Solace Message Buffers

Solace Message Buffers

Solace Message Buffers provide clients with controlled buffer management. Applications that use Solace Message Buffers must first allocate a message buffer with solClient_msg_alloc(). This returns an opaque pointer to a Solace message buffer that must be released by the application when it is finished with the message. Message buffers are released by calling solClient_msg_free().

Applications are responsible for releasing all message buffers they allocate by solClient_msg_alloc() or solClient_msg_dup(). Message buffers received by callback are owned by the API and must not be released. However the application may also take ownership of these message buffers by returning SOLCLIENT_CALLBACK_TAKE_MSG on return from the receive message callback function. If the application returns SOLCLIENT_CALLBACK_TAKE_MSG, it must call solClient_msg_free() to release the message when it is finished with the message buffer.

Message buffers

The Message Buffer API provides functions to manipulate the common Solace message header fields that are optionally sent in the binary metadata portion of the Solace message. Applications can also use the structured data API to add containers (maps or streams) and their fields to the binary payload or to the User Property map contained within the binary metadata.

This does not prevent applications from ignoring these functions and treating these payloads as an opaque binary field for end-to-end communications.

The Solace common binary header fields that may be set/read by this message buffer API are:

• ReplyTo - a ReplyTo destination.
• SenderId - a Sender Identification. This field can be automatically generated when the session property SOLCLIENT_SESSION_PROP_GENERATE_SENDER_ID is enabled. When this property is enabled, and the SenderId is not explicitly set, the session ClientName is used as the SenderId.
  The SenderID is user-defined, carried end-to-end, and can also be matched in a selector, but otherwise is not relevant to the event broker.
• Application MsgType - a string for an application specific MsgType. The ApplicationMessageType is user-defined, carried end-to-end, and can also be matched in a selector, but otherwise is not relevant to the event broker.
  In JMS applications, this field is carried as the JMSType Message Header Field.

============

> **Problems**:
1. Summarize the passage on Solace message buffers above in two sentences.
2. Pick up the passage on Solace message buffers above after its final sentence, and carry it forward.

(Source data)
============

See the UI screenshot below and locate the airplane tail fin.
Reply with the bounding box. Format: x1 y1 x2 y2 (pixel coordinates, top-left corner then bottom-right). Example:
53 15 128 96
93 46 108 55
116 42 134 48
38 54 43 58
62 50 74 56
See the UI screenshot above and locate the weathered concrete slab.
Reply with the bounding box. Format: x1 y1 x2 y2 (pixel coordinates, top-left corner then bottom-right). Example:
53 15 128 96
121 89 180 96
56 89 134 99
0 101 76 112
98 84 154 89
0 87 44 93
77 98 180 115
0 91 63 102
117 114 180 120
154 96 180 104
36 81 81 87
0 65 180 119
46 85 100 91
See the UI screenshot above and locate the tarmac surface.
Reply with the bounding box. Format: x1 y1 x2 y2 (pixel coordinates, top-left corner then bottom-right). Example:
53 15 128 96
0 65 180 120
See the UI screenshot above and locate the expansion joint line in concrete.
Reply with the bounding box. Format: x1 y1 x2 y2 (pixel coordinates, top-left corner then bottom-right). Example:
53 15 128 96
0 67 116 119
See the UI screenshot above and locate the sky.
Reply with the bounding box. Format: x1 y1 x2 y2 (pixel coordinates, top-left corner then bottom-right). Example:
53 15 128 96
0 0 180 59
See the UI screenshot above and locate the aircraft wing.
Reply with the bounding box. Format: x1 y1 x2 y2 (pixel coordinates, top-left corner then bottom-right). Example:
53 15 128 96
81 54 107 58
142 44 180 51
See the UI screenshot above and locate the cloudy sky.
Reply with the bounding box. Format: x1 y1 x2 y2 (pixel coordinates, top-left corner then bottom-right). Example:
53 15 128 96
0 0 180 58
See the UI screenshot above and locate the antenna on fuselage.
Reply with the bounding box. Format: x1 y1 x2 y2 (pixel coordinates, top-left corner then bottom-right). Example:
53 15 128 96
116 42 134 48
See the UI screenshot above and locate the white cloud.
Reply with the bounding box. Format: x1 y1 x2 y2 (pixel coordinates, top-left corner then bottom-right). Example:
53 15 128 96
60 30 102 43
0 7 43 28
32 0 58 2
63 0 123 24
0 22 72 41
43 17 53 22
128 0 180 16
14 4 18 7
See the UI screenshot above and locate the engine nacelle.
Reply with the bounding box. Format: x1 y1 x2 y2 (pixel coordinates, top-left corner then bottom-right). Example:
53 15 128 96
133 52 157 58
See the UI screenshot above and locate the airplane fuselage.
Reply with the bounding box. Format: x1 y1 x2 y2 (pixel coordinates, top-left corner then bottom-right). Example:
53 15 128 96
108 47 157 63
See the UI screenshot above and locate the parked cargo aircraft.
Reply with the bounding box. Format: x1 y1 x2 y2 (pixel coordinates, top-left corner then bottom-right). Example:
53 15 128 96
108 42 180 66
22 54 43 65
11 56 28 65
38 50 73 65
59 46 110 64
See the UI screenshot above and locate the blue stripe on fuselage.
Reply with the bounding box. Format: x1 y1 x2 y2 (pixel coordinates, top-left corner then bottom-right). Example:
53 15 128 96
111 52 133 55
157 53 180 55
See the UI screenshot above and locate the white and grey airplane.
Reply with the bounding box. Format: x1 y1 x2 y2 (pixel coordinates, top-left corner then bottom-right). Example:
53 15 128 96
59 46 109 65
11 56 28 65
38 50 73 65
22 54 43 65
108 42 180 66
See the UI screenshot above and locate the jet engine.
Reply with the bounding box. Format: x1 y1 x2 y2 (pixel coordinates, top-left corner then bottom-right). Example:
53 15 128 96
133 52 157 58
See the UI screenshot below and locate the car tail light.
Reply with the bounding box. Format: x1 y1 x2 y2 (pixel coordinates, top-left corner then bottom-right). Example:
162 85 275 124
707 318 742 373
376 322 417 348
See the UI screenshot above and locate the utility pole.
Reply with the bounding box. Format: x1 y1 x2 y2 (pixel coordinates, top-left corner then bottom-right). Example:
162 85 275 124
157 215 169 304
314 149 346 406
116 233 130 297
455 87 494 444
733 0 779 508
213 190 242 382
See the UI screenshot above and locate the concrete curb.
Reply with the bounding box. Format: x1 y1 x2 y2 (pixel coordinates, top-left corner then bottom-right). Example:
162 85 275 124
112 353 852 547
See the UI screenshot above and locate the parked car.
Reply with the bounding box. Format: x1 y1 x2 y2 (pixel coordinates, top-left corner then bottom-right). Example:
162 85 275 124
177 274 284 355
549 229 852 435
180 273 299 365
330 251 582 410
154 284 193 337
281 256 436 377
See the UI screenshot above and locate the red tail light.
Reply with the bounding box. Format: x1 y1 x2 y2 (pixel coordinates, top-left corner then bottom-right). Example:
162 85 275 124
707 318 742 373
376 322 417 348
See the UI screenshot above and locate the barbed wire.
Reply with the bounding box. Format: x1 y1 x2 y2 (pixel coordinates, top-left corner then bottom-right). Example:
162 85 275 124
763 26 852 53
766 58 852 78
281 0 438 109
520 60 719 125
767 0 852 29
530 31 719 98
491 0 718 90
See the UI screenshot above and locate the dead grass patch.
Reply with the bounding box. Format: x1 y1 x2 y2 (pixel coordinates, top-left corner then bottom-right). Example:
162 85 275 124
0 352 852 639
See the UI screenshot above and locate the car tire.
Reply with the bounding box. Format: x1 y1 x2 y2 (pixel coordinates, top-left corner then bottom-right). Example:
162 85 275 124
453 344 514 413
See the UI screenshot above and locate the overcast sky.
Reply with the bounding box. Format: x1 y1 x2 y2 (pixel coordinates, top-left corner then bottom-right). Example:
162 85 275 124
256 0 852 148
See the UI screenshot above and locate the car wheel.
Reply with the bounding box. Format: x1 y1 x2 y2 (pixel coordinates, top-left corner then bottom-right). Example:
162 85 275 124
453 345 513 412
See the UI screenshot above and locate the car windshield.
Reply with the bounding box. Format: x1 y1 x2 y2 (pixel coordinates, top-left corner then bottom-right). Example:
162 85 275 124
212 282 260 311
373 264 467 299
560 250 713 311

============

> **Replies**:
1. Applications allocate Solace message buffers with solClient_msg_alloc() and must release every buffer they allocate with it or with solClient_msg_dup() by calling solClient_msg_free(). Buffers received by callback belong to the API unless the application takes ownership by returning SOLCLIENT_CALLBACK_TAKE_MSG, and the Message Buffer API lets applications set or read common binary header fields such as ReplyTo, SenderId and Application MsgType and add maps or streams to the binary payload or User Property map.

2.
• Application MessageId - a string for an application-specific Message Identifier. The ApplicationMessageId is user-defined, carried end-to-end, and can also be matched in a selector, but otherwise is not relevant to the event broker.
  In JMS applications, this field is carried as the JMSMessageID Message Header Field.
• Sequence Number - a 64-bit application Sequence Number, set by Publisher. This field may be automatically generated when the session property SOLCLIENT_SESSION_PROP_GENERATE_SEQUENCE_NUMBER is enabled. When this property is enabled, and the Sequence Number is not explicitly set, a unique and increasing sequence number is generated for each sent message.
  The SequenceNo is user-defined, carried end-to-end, and can also be matched in a selector, but otherwise is not relevant to the event broker.
• CorrelationId - a string for an application-specific correlation tag. The CorrelationId is user-defined, carried end-to-end, and can also be matched in a selector, but otherwise is not relevant to the event broker. The CorrelationId may be used for peer-to-peer message synchronization.
  In JMS applications, this field is carried as the JMSCorrelationID Message Header Field.
• Send Timestamp - a 64-bit field set by the Publisher. This field may be automatically generated when the session property SOLCLIENT_SESSION_PROP_GENERATE_SEND_TIMESTAMPS is enabled in the sending API.
• Receive Timestamp - a read-only field inserted by the receiving API when the session property SOLCLIENT_SESSION_PROP_GENERATE_RCV_TIMESTAMPS is enabled in the receiving API.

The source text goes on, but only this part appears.